**Problem details:** All entries are to be copied verbatim, while the pictures stay out.
=== Available data ===
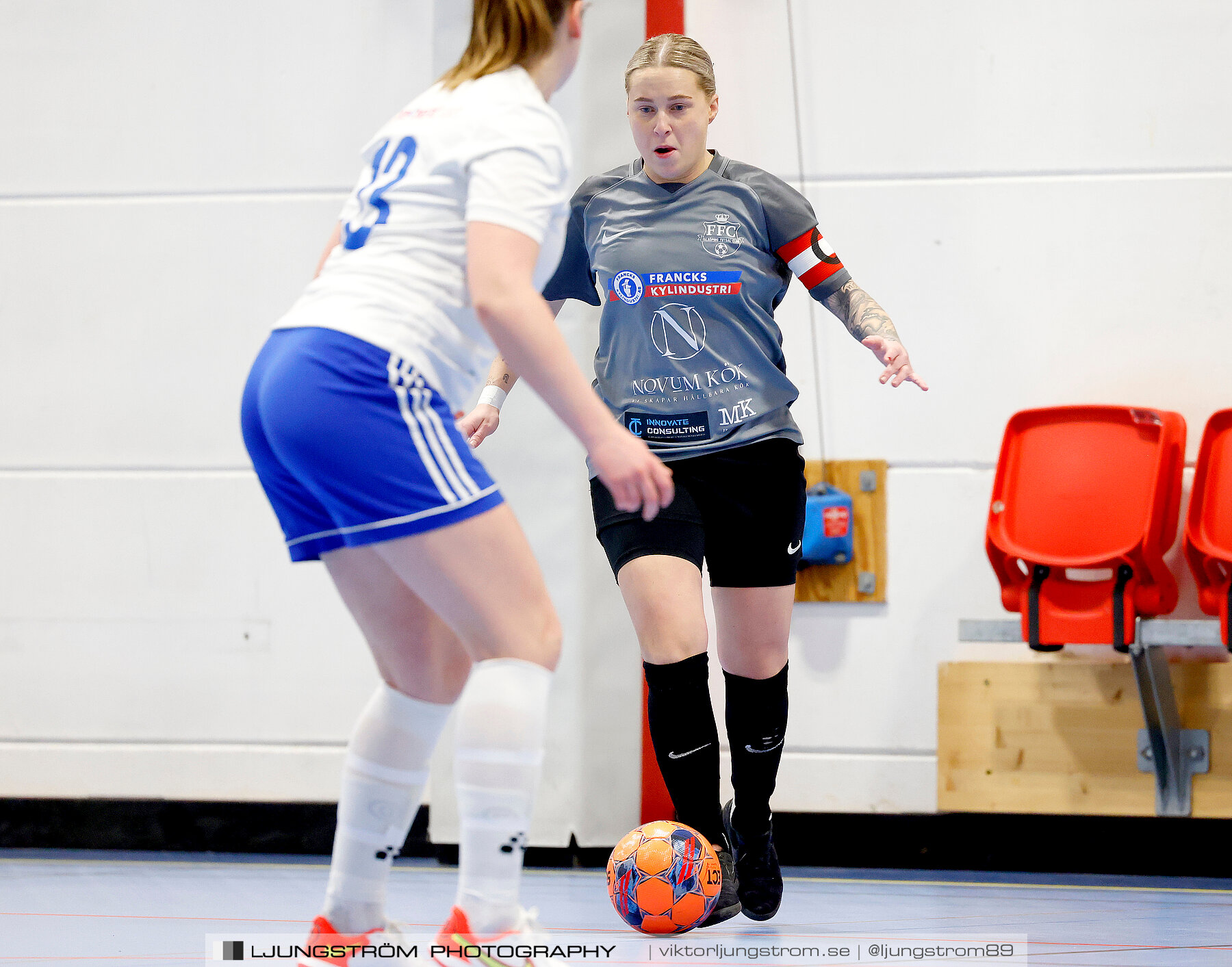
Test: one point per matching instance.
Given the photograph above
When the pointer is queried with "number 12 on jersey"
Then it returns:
(374, 209)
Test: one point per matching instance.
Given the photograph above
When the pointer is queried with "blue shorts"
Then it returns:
(352, 446)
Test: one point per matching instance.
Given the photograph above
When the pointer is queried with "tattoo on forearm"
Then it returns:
(860, 313)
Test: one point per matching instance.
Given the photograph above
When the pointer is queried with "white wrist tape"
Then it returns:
(493, 396)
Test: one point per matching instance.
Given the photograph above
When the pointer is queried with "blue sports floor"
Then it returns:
(109, 908)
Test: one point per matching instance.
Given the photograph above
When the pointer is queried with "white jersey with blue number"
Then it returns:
(489, 151)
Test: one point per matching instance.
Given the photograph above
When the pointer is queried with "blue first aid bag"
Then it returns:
(828, 526)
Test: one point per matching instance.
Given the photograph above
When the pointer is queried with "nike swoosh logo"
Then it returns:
(609, 235)
(682, 756)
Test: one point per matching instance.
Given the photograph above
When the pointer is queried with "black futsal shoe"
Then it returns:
(757, 868)
(728, 901)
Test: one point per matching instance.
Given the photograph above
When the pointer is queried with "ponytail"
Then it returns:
(674, 51)
(506, 34)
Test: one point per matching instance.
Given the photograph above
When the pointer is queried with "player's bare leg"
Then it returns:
(431, 605)
(665, 599)
(753, 625)
(480, 579)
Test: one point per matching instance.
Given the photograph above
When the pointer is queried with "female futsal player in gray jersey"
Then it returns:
(691, 253)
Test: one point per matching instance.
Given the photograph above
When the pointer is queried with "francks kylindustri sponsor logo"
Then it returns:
(630, 287)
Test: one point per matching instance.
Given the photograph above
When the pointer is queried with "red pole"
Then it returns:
(662, 16)
(665, 16)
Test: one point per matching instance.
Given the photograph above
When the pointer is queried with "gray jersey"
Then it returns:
(690, 357)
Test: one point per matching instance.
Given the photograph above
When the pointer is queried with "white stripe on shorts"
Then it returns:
(446, 443)
(422, 406)
(394, 521)
(397, 382)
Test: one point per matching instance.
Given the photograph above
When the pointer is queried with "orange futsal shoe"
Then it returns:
(326, 948)
(526, 945)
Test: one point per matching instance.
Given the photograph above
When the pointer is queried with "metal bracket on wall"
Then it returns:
(1172, 753)
(1175, 754)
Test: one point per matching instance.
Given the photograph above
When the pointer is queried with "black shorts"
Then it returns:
(741, 509)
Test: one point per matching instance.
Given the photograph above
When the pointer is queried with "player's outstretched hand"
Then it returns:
(480, 424)
(893, 355)
(636, 478)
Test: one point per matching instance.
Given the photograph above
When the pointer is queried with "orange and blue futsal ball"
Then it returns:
(663, 879)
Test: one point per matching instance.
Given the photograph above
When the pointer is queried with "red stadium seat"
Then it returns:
(1209, 526)
(1083, 509)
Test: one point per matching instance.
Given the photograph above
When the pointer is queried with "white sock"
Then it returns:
(382, 784)
(498, 753)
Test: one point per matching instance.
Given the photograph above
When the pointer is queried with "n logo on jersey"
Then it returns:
(678, 332)
(721, 237)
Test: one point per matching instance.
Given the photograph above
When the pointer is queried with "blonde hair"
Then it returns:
(674, 51)
(506, 34)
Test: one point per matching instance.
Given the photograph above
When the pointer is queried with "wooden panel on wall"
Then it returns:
(840, 582)
(1061, 737)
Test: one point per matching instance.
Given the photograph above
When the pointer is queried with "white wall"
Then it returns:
(1039, 196)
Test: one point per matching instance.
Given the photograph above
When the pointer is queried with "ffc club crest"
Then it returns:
(678, 332)
(721, 237)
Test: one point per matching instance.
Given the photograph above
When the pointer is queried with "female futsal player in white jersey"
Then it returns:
(693, 252)
(456, 223)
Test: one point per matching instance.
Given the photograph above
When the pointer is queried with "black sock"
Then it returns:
(686, 740)
(757, 720)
===
**Written answer:**
Test: one point per matching instance.
Given the photograph above
When the pointer is queried with "number 12 on jersey"
Then it returns:
(374, 209)
Test: one point per matching instance.
Given the photograph above
When the pointer is queried with "blue shorts"
Then it returns:
(352, 446)
Test: one point per matching instance.
Given the photograph above
When the pointer is queried with "tattoo on forearm"
Then it returns:
(860, 313)
Test: one point per matching instance.
Given the photograph above
When the pointer is queried with "white wrist tape"
Then it returns:
(493, 396)
Test: one point per matching instance.
Given the photograph above
When the pointer is queried with "blue sports floor"
Then it returns:
(109, 908)
Test: one point per matching instance.
Given the photograph above
When the pointer is queried with "white jersey with blue number"
Then it returns:
(489, 151)
Test: one point per matching instance.
Given the photograph above
When the pointer is queried with "blue first aid bag"
Then it returns:
(828, 526)
Test: one point per matching instance.
Given the photograph above
When the pointer is queried with "nike swoosh logo"
Then it returns:
(609, 235)
(682, 756)
Test: one point per matching instance.
Given the photograph above
When the pointer is queried with "black futsal shoe"
Then it returns:
(757, 868)
(728, 901)
Test: one point per matching instance.
Given the photograph above
When the pointer is queried with "ponytail"
Then it returns:
(674, 51)
(506, 34)
Test: one point per matching instance.
Given the photograph above
When the pointer is queried with "player's bare leg"
Then it returns:
(431, 605)
(665, 599)
(753, 625)
(480, 579)
Test: one point per matching instance.
Given the photograph above
When the pointer is queried with "female futsal player in gray jersey"
Then it returns:
(691, 253)
Test: one point per matching instance.
Given the photograph above
When the pointer is queried with "francks kylindustri sponsor logo"
Then it returns:
(630, 287)
Test: one point per matching instance.
Given the photograph above
When the pointer is queried with "red pole"
Then it returns:
(662, 16)
(665, 16)
Test: one point per matching instance.
Given the photograph above
When the pointer is queried with "gray jersey"
Then it returns:
(690, 357)
Test: one point per matching instance.
Given the photograph above
When the pointer is queried with "white stripe on shorts"
Then it returns:
(446, 443)
(422, 406)
(394, 521)
(397, 382)
Test: one point per matching instance.
Given the photograph above
When the pointer is queried with "orange futsal shoe"
Then it returns:
(326, 948)
(526, 945)
Test: one point per matching instance.
Given the photograph above
When the pointer is queried with "metal bracket on wall"
Then it returns:
(1172, 753)
(1175, 754)
Test: one point per matching instance.
Given the photograph above
When the pointer is queried with "black shorts"
Then it returns:
(741, 509)
Test: one point per matching instance.
Given the photograph above
When the pointer is queried with "player's outstretched hand"
Then it returns:
(480, 424)
(893, 355)
(636, 478)
Test: one point per matching instance.
Given the photograph above
When the pointer is queried with "orange and blue futsal ball"
Then it returns:
(663, 879)
Test: one point per matching instance.
Given the photograph above
When the pointer is queried with "red stadium seat"
Then it returns:
(1209, 526)
(1083, 509)
Test: one point per matching instance.
Given the photograph above
When the pointer is queried with "white sock"
Then it returns:
(382, 784)
(498, 753)
Test: one point per matching instance.
Given the photograph above
When the pointer is queried with "n logo on jersey"
Then it returns:
(678, 332)
(721, 237)
Test: one point per matching instance.
Given the photograph above
When the pointer is queried with "blonde hair"
Then it returns:
(674, 51)
(506, 34)
Test: one point per matching instance.
Given the photograph above
When the pointer is queried with "wooden panel on wall"
Then it returns:
(840, 582)
(1061, 737)
Test: one point per matching instance.
Given the photograph above
When the pointer is queried with "white wall"
Then it returns:
(1039, 196)
Test: one point per matching instance.
Given the photograph above
When the pointer is queried with "ffc club crest"
Then it returns:
(678, 332)
(721, 237)
Test: one point per matching instance.
Given the photograph above
When the pointer is queried with "female futsal player in white jersey"
Then it returns:
(693, 252)
(456, 223)
Test: one point per matching instance.
Given the photograph above
When the pointer is queried with "black sock"
Then it returns:
(686, 740)
(757, 720)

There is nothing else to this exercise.